-- Start Stored rows --

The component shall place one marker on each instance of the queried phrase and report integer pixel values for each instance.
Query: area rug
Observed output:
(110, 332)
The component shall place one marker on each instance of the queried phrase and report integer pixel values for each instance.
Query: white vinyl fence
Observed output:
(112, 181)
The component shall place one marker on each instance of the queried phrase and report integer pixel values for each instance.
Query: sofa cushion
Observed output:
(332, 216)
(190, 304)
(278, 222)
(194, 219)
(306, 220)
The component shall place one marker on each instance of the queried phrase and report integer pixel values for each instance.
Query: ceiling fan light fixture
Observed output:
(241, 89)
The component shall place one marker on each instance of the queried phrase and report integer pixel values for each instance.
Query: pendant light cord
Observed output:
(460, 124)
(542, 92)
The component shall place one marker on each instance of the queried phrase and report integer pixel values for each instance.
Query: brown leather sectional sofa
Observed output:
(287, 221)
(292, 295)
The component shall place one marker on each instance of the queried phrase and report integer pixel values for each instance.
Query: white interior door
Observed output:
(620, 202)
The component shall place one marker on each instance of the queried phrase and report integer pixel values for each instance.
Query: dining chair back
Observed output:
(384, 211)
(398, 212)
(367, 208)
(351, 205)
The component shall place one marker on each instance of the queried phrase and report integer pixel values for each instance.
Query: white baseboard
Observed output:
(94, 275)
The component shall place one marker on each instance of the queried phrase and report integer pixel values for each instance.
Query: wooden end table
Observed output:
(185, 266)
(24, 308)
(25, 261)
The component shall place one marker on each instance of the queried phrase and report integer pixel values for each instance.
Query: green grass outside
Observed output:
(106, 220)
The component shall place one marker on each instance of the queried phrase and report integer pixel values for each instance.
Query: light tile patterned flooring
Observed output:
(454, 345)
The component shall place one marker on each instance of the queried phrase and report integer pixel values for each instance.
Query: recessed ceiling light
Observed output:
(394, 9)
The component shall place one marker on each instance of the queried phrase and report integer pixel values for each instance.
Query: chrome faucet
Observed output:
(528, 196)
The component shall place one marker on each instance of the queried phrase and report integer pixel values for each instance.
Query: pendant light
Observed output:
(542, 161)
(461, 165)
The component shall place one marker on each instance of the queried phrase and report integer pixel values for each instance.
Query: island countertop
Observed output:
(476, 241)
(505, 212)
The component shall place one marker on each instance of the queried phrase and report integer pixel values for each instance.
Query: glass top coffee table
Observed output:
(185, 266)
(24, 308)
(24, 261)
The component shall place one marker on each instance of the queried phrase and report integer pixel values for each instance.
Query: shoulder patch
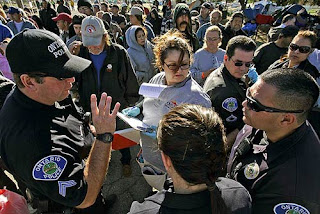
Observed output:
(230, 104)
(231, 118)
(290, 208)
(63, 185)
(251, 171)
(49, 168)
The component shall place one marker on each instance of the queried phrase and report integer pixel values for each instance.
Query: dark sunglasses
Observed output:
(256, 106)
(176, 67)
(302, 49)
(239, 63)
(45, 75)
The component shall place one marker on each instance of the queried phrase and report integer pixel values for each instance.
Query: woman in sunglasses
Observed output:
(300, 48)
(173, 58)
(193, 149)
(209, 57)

-- End Stored rows --
-- Start Stored rows --

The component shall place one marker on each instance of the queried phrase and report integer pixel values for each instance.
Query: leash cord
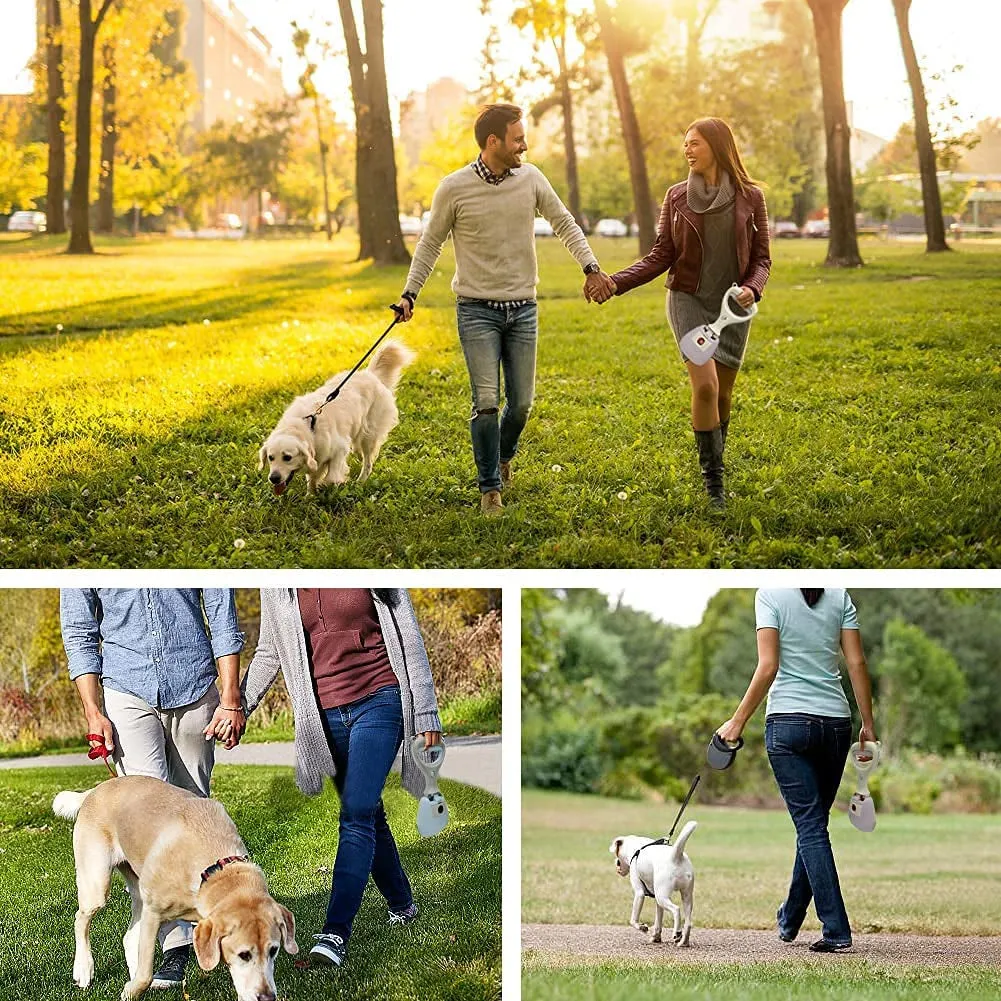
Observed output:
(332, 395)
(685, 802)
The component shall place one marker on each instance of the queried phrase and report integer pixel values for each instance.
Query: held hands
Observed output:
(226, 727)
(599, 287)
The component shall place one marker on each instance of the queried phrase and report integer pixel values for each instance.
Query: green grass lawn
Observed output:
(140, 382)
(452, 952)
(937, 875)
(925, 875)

-- End Stored rows --

Extract every line of the data above that contains the word "white", and copy each such line in full.

Query: white vinyl fence
Query: white interior door
Query: white baseboard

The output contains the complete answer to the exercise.